Start SOURCE MATERIAL

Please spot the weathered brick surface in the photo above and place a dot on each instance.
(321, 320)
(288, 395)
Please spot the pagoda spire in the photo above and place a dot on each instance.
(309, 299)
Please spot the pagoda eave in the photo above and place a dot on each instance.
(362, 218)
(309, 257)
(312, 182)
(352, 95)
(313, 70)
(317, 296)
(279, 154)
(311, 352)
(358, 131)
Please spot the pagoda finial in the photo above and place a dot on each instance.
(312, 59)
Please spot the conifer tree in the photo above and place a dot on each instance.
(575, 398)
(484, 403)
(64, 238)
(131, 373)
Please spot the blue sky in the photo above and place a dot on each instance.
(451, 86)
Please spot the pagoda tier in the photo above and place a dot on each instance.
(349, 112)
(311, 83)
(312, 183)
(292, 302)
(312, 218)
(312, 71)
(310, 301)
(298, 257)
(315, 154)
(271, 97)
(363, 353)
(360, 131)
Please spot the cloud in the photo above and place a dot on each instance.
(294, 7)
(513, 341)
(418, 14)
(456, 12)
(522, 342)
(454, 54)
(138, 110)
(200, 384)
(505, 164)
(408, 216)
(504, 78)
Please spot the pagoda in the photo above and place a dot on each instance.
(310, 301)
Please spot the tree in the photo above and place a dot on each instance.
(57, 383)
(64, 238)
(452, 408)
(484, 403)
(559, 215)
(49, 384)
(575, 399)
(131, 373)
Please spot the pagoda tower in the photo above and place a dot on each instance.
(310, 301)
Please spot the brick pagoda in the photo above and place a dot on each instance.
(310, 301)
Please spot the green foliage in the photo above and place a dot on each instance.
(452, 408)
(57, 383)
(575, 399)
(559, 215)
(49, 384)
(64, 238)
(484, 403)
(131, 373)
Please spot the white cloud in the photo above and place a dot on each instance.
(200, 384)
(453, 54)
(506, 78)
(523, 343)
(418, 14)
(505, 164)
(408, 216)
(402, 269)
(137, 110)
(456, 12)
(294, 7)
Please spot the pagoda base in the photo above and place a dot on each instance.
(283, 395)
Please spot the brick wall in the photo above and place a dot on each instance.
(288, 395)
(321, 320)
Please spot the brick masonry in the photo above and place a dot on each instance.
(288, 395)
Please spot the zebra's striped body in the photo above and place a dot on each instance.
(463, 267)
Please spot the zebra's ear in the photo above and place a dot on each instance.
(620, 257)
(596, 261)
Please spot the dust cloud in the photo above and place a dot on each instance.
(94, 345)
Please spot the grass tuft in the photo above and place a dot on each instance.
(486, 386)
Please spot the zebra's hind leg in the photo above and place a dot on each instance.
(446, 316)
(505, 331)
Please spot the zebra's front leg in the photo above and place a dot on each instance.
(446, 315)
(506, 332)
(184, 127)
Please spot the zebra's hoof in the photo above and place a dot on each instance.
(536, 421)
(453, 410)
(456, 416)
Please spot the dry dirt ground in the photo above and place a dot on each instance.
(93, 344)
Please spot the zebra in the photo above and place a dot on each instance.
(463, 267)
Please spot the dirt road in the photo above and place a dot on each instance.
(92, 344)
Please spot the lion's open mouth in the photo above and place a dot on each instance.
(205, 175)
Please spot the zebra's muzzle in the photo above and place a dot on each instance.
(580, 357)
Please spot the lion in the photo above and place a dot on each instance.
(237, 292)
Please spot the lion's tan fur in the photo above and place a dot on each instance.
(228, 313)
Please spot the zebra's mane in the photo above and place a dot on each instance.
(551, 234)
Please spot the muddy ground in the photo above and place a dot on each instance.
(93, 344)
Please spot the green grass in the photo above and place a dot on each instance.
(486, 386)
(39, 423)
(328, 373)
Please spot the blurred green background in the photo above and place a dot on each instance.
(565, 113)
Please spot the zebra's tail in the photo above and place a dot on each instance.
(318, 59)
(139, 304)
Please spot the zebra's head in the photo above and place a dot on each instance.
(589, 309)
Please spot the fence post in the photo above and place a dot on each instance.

End SOURCE MATERIAL

# [DIRECTIONS]
Reproduce all of the material above verbatim, keeping every line in its original order.

# [ANSWER FOR THE TASK]
Please spot the weathered brick surface in the photo above and place a dot on each instance.
(321, 320)
(288, 395)
Please spot the pagoda spire in the photo above and place a dot on each instance.
(309, 299)
Please spot the pagoda eave in the photo above and place a dot on each instance.
(362, 218)
(309, 257)
(312, 182)
(352, 95)
(313, 70)
(317, 296)
(279, 154)
(311, 352)
(358, 131)
Please spot the pagoda finial in the photo above and place a dot on each instance.
(312, 59)
Please spot the conifer tree in the photo above and place a dot on each instance.
(575, 398)
(484, 403)
(64, 238)
(131, 373)
Please spot the blue sky in the photo above and place a dot on each instance.
(451, 86)
Please spot the pagoda tier in the photo above and place a dot on each instance.
(349, 112)
(311, 83)
(312, 183)
(292, 302)
(312, 218)
(312, 71)
(310, 301)
(298, 257)
(315, 154)
(271, 97)
(363, 353)
(360, 131)
Please spot the cloud in the photo above and place a dot on each instance.
(294, 7)
(513, 341)
(418, 14)
(456, 12)
(522, 342)
(454, 54)
(138, 110)
(200, 384)
(505, 164)
(408, 216)
(504, 78)
Please spot the pagoda in the photo above and place a dot on each instance.
(310, 301)
Please spot the tree in the photo above and place a dot on each instance.
(57, 383)
(64, 238)
(452, 408)
(484, 403)
(559, 215)
(49, 384)
(575, 399)
(131, 373)
Please spot the pagoda tower in the photo above and place a dot on each instance.
(310, 301)
Please spot the brick pagoda in the photo above and place a dot on each instance.
(310, 301)
Please spot the green foliage in the photo above and place a dot on each instance.
(452, 408)
(57, 383)
(575, 399)
(559, 215)
(49, 384)
(64, 238)
(484, 403)
(131, 373)
Please spot the white cloud in the photo above and place a dot on each instance.
(200, 384)
(453, 54)
(506, 78)
(523, 343)
(418, 14)
(505, 164)
(408, 216)
(402, 269)
(137, 110)
(456, 12)
(294, 7)
Please spot the pagoda base in the photo above and place a dot on each instance.
(283, 395)
Please spot the brick wall in the photo above and place a dot on each instance.
(288, 395)
(321, 320)
Please spot the brick masonry in the photo above and place a dot on each instance.
(288, 395)
Please spot the zebra's striped body in the photo above and place a dot on each instance.
(463, 267)
Please spot the zebra's ear in the photo above and place a dot on each instance.
(620, 257)
(596, 261)
Please spot the dust cloud in the photo above and place a dot on each instance.
(94, 345)
Please spot the grass tuft in the photo above and place a dot on each instance.
(486, 386)
Please spot the zebra's hind leg in the photo above and place a dot on each instance.
(446, 316)
(505, 331)
Please spot the zebra's front leg in the photo above and place a dot on each instance.
(446, 315)
(506, 332)
(184, 127)
Please spot the zebra's hoof in the photo above and place a dot on each instance.
(536, 421)
(453, 410)
(456, 416)
Please spot the dry dirt ground in the photo above and place a dot on each instance.
(93, 344)
Please spot the zebra in the photo above and place a dot on each instance.
(463, 267)
Please spot the dirt road in the photo above and place a dot on each instance.
(92, 344)
Please spot the lion's open mouth in the photo above and place a dot on each instance.
(205, 175)
Please spot the zebra's muzzle in the photo above and place a dot on each instance.
(580, 357)
Please spot the lion in the photo above and place a dot on each instance.
(237, 292)
Please spot the lion's tan fur in the photo above and place a dot on each instance.
(228, 313)
Please spot the zebra's mane in the photo above and place a dot on each instance.
(551, 234)
Please spot the muddy ground in the photo above and place a dot on each instance.
(93, 344)
Please spot the green grass in the photo above and place a dot on each instance.
(486, 386)
(39, 423)
(328, 373)
Please spot the blurred green background in the photo above and place a dot on each instance.
(565, 113)
Please spot the zebra's tail in the photo above and place a dot on each instance.
(318, 59)
(139, 304)
Please spot the zebra's head in the photo above and place a dot on each instance.
(589, 309)
Please spot the fence post in the photo above and place a dot on each instance.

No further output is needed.